§ **Document**:

* BEGIN *

Re: [PATCH] xfs: Don't block in xfs_extent_busy_flush

"Darrick J. Wong" <djwong@xxxxxxxxxx> · Tue, 23 May 2023 17:27:43 -0700

On Tue, May 23, 2023 at 02:59:40AM +0000, Wengang Wang wrote:
> 
> 
> > On May 22, 2023, at 3:40 PM, Dave Chinner <david@xxxxxxxxxxxxx> wrote:
> > 
> > On Mon, May 22, 2023 at 06:20:11PM +0000, Wengang Wang wrote:
> >>> On May 21, 2023, at 6:17 PM, Dave Chinner <david@xxxxxxxxxxxxx> wrote:
> >>> On Fri, May 19, 2023 at 10:18:29AM -0700, Wengang Wang wrote:
> >>>> diff --git a/fs/xfs/xfs_extfree_item.c b/fs/xfs/xfs_extfree_item.c
> >>>> index 011b50469301..3c5a9e9952ec 100644
> >>>> --- a/fs/xfs/xfs_extfree_item.c
> >>>> +++ b/fs/xfs/xfs_extfree_item.c
> >>>> @@ -336,6 +336,25 @@ xfs_trans_get_efd(
> >>>> return efdp;
> >>>> }
> >>>> 
> >>>> +/*
> >>>> + * Fill the EFD with all extents from the EFI and set the counter.
> >>>> + * Note: the EFD should comtain at least one extents already.
> >>>> + */
> >>>> +static void xfs_fill_efd_with_efi(struct xfs_efd_log_item *efdp)
> >>>> +{
> >>>> + struct xfs_efi_log_item *efip = efdp->efd_efip;
> >>>> + uint                    i;
> >>>> +
> >>>> + if (efdp->efd_next_extent == efip->efi_format.efi_nextents)
> >>>> + return;
> >>>> +
> >>>> + for (i = 0; i < efip->efi_format.efi_nextents; i++) {
> >>>> +        efdp->efd_format.efd_extents[i] =
> >>>> +        efip->efi_format.efi_extents[i];
> >>>> + }
> >>>> + efdp->efd_next_extent = efip->efi_format.efi_nextents;
> >>>> +}
> >>>> +
> >>> 
> >>> Ok, but it doesn't dirty the transaction or the EFD, which means....
> >> 
> >> Actually EAGAIN shouldn’t happen with the first record in EFIs because
> >> the trans->t_busy is empty in AGFL block allocation for the first record.
> >> So the dirtying work should already done with the first one.
> > 
> > You're assuming that the only thing we are going to want to return
> > -EAGAIN for freeing attamps for is busy extents. Being able to
> > restart btree operations by "commit and retry" opens up a
> > a whole new set of performance optimisations we can make to the
> > btree code.
> > 
> > IOWs, I want this functionality to be generic in nature, not
> > tailored specifically to one situation where an -EAGAIN needs to be
> > returned to trigger a commit an retry.
> 
> Yes, I assumed that because I didn’t see relevant EAGAIN handlers
> in existing code. It’s reasonable to make it generic for existing or planed
> EAGAINs.

* END *

(Entries from a data source)

* BEGIN *

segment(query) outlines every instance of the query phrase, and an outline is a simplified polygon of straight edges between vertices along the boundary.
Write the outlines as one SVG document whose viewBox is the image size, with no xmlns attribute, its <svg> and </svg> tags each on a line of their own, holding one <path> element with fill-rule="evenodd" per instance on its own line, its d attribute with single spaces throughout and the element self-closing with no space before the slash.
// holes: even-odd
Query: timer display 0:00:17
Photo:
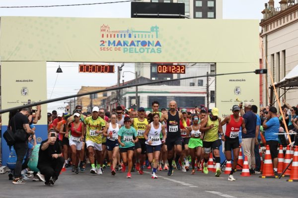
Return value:
<svg viewBox="0 0 298 198">
<path fill-rule="evenodd" d="M 185 65 L 157 65 L 158 74 L 185 74 Z"/>
<path fill-rule="evenodd" d="M 79 65 L 79 73 L 115 73 L 114 65 Z"/>
</svg>

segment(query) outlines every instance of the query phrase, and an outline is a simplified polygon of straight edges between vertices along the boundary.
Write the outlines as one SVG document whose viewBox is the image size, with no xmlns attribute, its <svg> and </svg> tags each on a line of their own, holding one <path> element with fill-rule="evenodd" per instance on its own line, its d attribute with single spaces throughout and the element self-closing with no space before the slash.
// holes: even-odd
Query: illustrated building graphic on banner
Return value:
<svg viewBox="0 0 298 198">
<path fill-rule="evenodd" d="M 128 29 L 126 30 L 110 31 L 108 25 L 100 26 L 101 38 L 133 38 L 133 39 L 157 39 L 159 28 L 155 25 L 151 26 L 150 31 L 136 31 Z"/>
</svg>

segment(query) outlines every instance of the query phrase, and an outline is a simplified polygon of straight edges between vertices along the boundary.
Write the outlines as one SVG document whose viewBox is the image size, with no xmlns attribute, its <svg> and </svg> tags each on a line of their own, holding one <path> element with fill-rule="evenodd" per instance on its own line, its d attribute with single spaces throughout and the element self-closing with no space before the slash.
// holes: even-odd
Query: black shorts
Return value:
<svg viewBox="0 0 298 198">
<path fill-rule="evenodd" d="M 114 148 L 119 146 L 119 143 L 118 142 L 118 140 L 112 141 L 107 139 L 106 143 L 107 149 L 110 151 L 112 151 Z"/>
<path fill-rule="evenodd" d="M 146 141 L 145 138 L 141 138 L 139 139 L 138 142 L 135 143 L 136 149 L 141 148 L 142 151 L 141 152 L 141 153 L 143 154 L 146 154 L 146 151 L 147 151 L 145 142 L 146 142 Z"/>
<path fill-rule="evenodd" d="M 69 146 L 70 145 L 70 140 L 68 138 L 66 138 L 65 137 L 63 137 L 63 139 L 62 139 L 62 145 L 67 145 Z"/>
<path fill-rule="evenodd" d="M 131 147 L 128 148 L 120 148 L 120 152 L 127 152 L 128 150 L 135 150 L 135 147 Z"/>
<path fill-rule="evenodd" d="M 183 141 L 182 137 L 167 137 L 165 139 L 165 145 L 167 147 L 167 150 L 171 150 L 173 149 L 174 145 L 182 146 Z"/>
<path fill-rule="evenodd" d="M 184 145 L 188 145 L 188 143 L 189 142 L 189 138 L 182 138 L 182 150 L 184 150 L 185 149 Z"/>
<path fill-rule="evenodd" d="M 225 136 L 225 142 L 224 142 L 224 150 L 232 151 L 236 148 L 238 148 L 240 146 L 239 143 L 239 138 L 230 138 L 228 137 Z"/>
<path fill-rule="evenodd" d="M 146 144 L 146 147 L 147 148 L 147 153 L 152 153 L 155 151 L 160 151 L 161 149 L 161 145 L 162 145 L 151 146 Z"/>
<path fill-rule="evenodd" d="M 271 159 L 277 157 L 277 148 L 278 148 L 278 141 L 275 140 L 268 140 L 266 142 L 266 145 L 269 146 Z"/>
<path fill-rule="evenodd" d="M 205 153 L 210 153 L 211 152 L 211 148 L 214 150 L 219 150 L 221 145 L 222 145 L 222 141 L 220 139 L 213 142 L 203 141 L 203 147 L 204 148 Z"/>
</svg>

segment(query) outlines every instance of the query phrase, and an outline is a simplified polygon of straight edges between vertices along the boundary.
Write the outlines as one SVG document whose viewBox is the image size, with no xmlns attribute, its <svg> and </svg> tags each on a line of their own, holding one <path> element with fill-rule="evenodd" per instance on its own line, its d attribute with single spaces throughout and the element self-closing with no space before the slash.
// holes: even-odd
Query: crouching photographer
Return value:
<svg viewBox="0 0 298 198">
<path fill-rule="evenodd" d="M 39 148 L 37 168 L 45 176 L 46 186 L 55 184 L 64 163 L 56 134 L 54 129 L 50 129 L 48 139 L 42 142 Z"/>
</svg>

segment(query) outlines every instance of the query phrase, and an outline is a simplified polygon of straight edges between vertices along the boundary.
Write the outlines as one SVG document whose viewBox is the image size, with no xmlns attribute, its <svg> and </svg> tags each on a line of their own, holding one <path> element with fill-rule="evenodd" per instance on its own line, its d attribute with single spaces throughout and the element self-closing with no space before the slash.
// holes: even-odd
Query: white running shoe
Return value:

* END *

§ **What you have to do**: Please continue the XFS patch discussion from the point where it stops. These entries have no connection to the XFS patch discussion.

§ **Exercise result**:
> 
> > 
> >>>> @@ -369,6 +388,10 @@ xfs_trans_free_extent(
> >>>> error = __xfs_free_extent(tp, xefi->xefi_startblock,
> >>>> xefi->xefi_blockcount, &oinfo, XFS_AG_RESV_NONE,
> >>>> xefi->xefi_flags & XFS_EFI_SKIP_DISCARD);
> >>>> + if (error == -EAGAIN) {
> >>>> + xfs_fill_efd_with_efi(efdp);
> >>>> + return error;
> >>>> + }
> >>> 
> >>> .... this is incorrectly placed.
> >>> 
> >>> The very next lines say:
> >>> 
> >>>> /*
> >>>> * Mark the transaction dirty, even on error. This ensures the
> >>>> * transaction is aborted, which:
> >>> 
> >>> i.e. we have to make the transaction and EFD log item dirty even if
> >>> we have an error. In this case, the error is not fatal, but we still
> >>> have to ensure that we commit the EFD when we roll the transaction.
> >>> Hence the transaction and EFD still need to be dirtied on -EAGAIN...
> >> 
> >> see above.
> > 
> > See above :)
> > 
> >>>> diff --git a/fs/xfs/xfs_log_recover.c b/fs/xfs/xfs_log_recover.c
> >>>> index 322eb2ee6c55..00bfe9683fa8 100644
> >>>> --- a/fs/xfs/xfs_log_recover.c
> >>>> +++ b/fs/xfs/xfs_log_recover.c
> >>>> @@ -2540,30 +2540,27 @@ xlog_recover_process_intents(
> >>>> struct xfs_log_item *lip;
> >>>> struct xfs_ail *ailp;
> >>>> int error = 0;
> >>>> -#if defined(DEBUG) || defined(XFS_WARN)
> >>>> - xfs_lsn_t last_lsn;
> >>>> -#endif
> >>>> + xfs_lsn_t threshold_lsn;
> >>>> 
> >>>> ailp = log->l_ailp;
> >>>> + threshold_lsn = xfs_ail_max_lsn(ailp);
> >>>> spin_lock(&ailp->ail_lock);
> >>>> -#if defined(DEBUG) || defined(XFS_WARN)
> >>>> - last_lsn = xlog_assign_lsn(log->l_curr_cycle, log->l_curr_block);
> >>> 
> >>> xfs_ail_max_lsn() and l_curr_cycle/l_curr_block are not the same
> >>> thing.  max_lsn points to the lsn of the last entry in the AIL (in
> >>> memory state), whilst curr_cycle/block points to the current
> >>> physical location of the log head in the on-disk journal.
> >>> 
> >> 
> >> Yes, I intended to use the lsn of the last entry in the AIL.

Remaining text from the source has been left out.